Stored data entries
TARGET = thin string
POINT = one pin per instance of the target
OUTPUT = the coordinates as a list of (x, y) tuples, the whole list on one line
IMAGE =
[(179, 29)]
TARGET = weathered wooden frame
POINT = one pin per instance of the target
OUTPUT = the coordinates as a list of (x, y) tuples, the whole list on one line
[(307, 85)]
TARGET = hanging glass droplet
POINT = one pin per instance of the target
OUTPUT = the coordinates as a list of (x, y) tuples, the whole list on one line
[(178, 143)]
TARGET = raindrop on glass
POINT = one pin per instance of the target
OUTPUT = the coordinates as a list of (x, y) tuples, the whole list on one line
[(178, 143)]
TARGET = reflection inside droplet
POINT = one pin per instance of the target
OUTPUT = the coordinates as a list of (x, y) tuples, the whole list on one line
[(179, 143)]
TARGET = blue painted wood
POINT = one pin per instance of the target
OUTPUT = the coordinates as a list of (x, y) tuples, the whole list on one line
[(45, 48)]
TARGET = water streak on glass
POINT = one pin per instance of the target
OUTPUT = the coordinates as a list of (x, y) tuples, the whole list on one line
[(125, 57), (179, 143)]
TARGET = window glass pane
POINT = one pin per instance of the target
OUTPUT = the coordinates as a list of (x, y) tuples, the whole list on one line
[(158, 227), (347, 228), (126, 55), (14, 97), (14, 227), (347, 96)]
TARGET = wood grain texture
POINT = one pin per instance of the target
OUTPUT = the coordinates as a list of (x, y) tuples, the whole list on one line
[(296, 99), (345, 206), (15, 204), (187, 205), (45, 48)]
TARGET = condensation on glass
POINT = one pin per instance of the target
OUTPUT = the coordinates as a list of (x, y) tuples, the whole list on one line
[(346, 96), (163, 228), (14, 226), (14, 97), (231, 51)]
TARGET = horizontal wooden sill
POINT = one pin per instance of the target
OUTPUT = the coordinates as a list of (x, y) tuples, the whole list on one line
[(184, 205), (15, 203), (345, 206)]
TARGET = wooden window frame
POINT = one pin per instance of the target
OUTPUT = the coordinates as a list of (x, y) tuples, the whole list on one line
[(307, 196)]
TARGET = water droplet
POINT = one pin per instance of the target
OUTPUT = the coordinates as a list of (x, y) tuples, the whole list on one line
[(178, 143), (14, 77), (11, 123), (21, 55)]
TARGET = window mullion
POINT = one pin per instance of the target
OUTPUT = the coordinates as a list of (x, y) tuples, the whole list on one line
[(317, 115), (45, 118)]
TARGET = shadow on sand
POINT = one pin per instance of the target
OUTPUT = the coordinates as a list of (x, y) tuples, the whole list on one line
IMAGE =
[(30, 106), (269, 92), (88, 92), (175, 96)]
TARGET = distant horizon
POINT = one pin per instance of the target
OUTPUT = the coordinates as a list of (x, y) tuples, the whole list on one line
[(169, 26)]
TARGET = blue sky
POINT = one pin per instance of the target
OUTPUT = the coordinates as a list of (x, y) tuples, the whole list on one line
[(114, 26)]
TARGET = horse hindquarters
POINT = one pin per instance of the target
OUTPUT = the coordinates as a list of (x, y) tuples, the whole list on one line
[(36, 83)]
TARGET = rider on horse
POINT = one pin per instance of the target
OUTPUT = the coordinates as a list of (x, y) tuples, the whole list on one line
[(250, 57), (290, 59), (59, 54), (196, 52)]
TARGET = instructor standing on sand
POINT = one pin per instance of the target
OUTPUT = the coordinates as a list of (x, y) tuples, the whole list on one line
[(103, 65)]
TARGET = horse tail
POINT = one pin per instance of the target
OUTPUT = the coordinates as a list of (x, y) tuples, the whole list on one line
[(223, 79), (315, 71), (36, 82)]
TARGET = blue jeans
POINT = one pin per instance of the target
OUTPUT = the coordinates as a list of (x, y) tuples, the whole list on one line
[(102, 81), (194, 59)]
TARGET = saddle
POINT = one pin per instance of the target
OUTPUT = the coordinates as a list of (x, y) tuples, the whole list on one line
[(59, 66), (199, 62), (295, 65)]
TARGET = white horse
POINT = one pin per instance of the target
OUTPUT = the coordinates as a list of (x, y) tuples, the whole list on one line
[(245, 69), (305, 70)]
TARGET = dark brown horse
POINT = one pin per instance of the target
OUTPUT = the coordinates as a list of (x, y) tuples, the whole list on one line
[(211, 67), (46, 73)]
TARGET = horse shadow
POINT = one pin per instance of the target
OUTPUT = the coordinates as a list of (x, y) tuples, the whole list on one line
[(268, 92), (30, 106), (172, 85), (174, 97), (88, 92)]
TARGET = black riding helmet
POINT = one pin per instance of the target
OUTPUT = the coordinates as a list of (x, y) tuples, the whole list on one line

Set task ▸ Please switch "horse" to "pony" in the records from the line with "TARGET = wooden window frame" up to and including the line with "[(102, 81), (194, 59)]", and give those lines again with everything else unchanged.

Response ▸
TARGET = wooden window frame
POINT = one pin per instance of the target
OUTPUT = the coordinates as a list of (x, y) tuples, the whole list on one line
[(307, 196)]
TARGET = water droplet
POINT = one pin per instance of the target
OUTPUT = the coordinates as a list of (x, y) tuples, the whole list on one line
[(178, 143), (14, 77), (11, 123), (21, 55)]
TARGET = window mullion
POINT = one pin per instance of the target
OUTPUT = the coordinates as a list of (x, y) tuples, the whole list on one line
[(317, 115), (45, 118)]
TARGET = shadow on sand
POINT = one pin per instance of the target
OUTPUT = the coordinates as a list of (x, y) tuples, the whole list on one line
IMAGE =
[(30, 106), (269, 92), (88, 92), (175, 96)]
TARGET = distant horizon
POINT = one pin per instance of the target
OUTPUT = the coordinates as a list of (x, y) tuples, the whole list on one line
[(169, 26)]
TARGET = blue sky
POINT = one pin per instance of the target
OUTPUT = the coordinates as a list of (x, y) tuples, the whole list on one line
[(114, 26)]
TARGET = pony hindquarters
POINT = one pin per instance of the target
OUTPUT = the coordinates as a list of (x, y) tuples, the whole list on one line
[(36, 83)]
TARGET = rider on pony
POINT = one pin per instance of the target
OUTPUT = the coordinates as a list of (x, y) tuples, the whole list on one line
[(250, 57), (290, 59), (59, 54), (196, 52)]
TARGET = instructor standing on sand
POINT = one pin per instance of the target
OUTPUT = the coordinates as a list of (x, y) tuples, the whole list on one line
[(103, 65)]
TARGET = pony tail
POINT = one pin per instance of the target
OUTPUT = the coordinates as a list of (x, y) tuples, the whole list on one line
[(223, 79), (315, 71), (36, 82)]
TARGET = blue jeans
POINT = one pin per instance of the target
OUTPUT = the coordinates as a list of (x, y) tuples, the whole list on one line
[(102, 81), (194, 59)]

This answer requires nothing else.